── Bloque de texto

Hoy he estado en actitud más dependienta que cualquier otro día: ha habido más afluencia de posibles compradores que nunca. Mi jefe ya me avisó que eso pasaba los viernes y yo he dado con una explicación: la parte de la humanidad que cumple un horario de trabajo normal, se guía en el tiempo por fines de semana, bueno, por semanas, pero el punto de referencia es el fin de semana. En la tienda, vendemos sobre todo trajes. La mayoría de los mortales, se compra un traje para una ocasión especial, las ocasiones especiales suelen programarse para los fines de semana. Comprar un traje el viernes del mismo fin de semana de la ocasión especial es una temeridad, así que, el viernes anterior uno dice: "¡Pero si la boda es el fin de semana que viene!", viene a la tienda y se compra el traje. Por esta regla de tres, el sábado de la semana anterior a la ocasión especial (o sea, mañana) va a ser el infierno del perfilamiento, entre otras cosas, para mí.

Así que hoy ya he empezado a estar demasiado ocupada como para centrarme en la lectura. Por suerte, el libro de Manguel ha perdido interés. Ya me suele pasar que, según en qué momento coja uno un libro, me entra más por un lado que por otro y a mí, ahora que estoy en plenos pinitos obsesivos de escritura, me ha entrado por el lado que más me tocaba: el de la historia del señor con la muerte pensada de la que les hablaba ayer. Una vez acabado este famoso capítulo noveno -el del hallazgo de la referencia, el que me hizo llenar un trozo de papel de nombres de autores y pasarme ayer por La Central a buscar el Malraux (que no tenían)-, el estudio de Manguel se pierde un poco en parloteos sobre diferentes ideas, más o menos interesantes, tanto sobre las historias homéricas como sobre el mismo Homero.

Salvando los capítulos dedicados a la distinción entre los libros que instruyen y los libros que acunan -con menciones al Werther, de Goethe-, y al "Ulises" de Joyce, los demás van haciendo hincapié en temas que, a mí, ni fu ni fa. Por ejemplo, hay uno titulado "Madame Homero" en el que se presenta con todo detalle la teoría de Samuel Butler según la cual Homero fue una mujer. Griega, para más señas. Ha sido leer esto y pensar yo: "Y ¿a mí qué? ¿No habíamos quedado que quién fuera Homero, si realmente fue un quien y no un quienes, no tiene la menor importancia?" Además está el tema: ser mujer o no serlo. A mí me importa un pito ser una mujer. Me importa tan poco que si la femineidad fuera un club, entendería perfectamente que me echaran por falta de interés.

────
── Sección de datos

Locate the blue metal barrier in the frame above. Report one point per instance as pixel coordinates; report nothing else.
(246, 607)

────

(Indicación A):
En el relato sobre la tienda de trajes, ¿quién fue Homero según la teoría de Samuel Butler?
(Indicación B):
Sigue escribiendo el relato sobre la tienda de trajes a partir de su última oración.
El listado no guarda ninguna relación con el relato sobre la tienda de trajes.

(Respuesta correcta A):
Una mujer griega.

(Respuesta correcta B):
Pues más o menos en ese capítulo estaba cuando ha entrado en la tienda una mujer muy metida en un papel de mujer históricamente mal entendido, de una estrogeneidad aberrante que se veía potenciada al ir acompañada de un marido sumiso, mero personaje acatador de órdenes, sufridor de broncas y pagador de camisas -porque, eso sí, las camisas las pagan ellos-. No estoy exagerando: la señora en cuestión le ha metido un sermón de padre y muy señor mío a su marido por no entrar en un polo talla XL. Después de un par de reproches salidos de tono verbalizados en forma de "¿Ves? Has engordado. ¡Has engordado!", me ha mirado con cara de disculparse no por sus berridos sino por su "él" gordo. Y me ha sabido muy mal decirle que no me quedaban XXLs de ese modelo; ha sonado como si en realidad le dijera a él: "¡Es que has engordado tanto que te has salido del tallaje!". A lo que ella seguramente me habría respondido con un mamporro alegando que a su "él" sólo le grita ella, que para eso es suyo.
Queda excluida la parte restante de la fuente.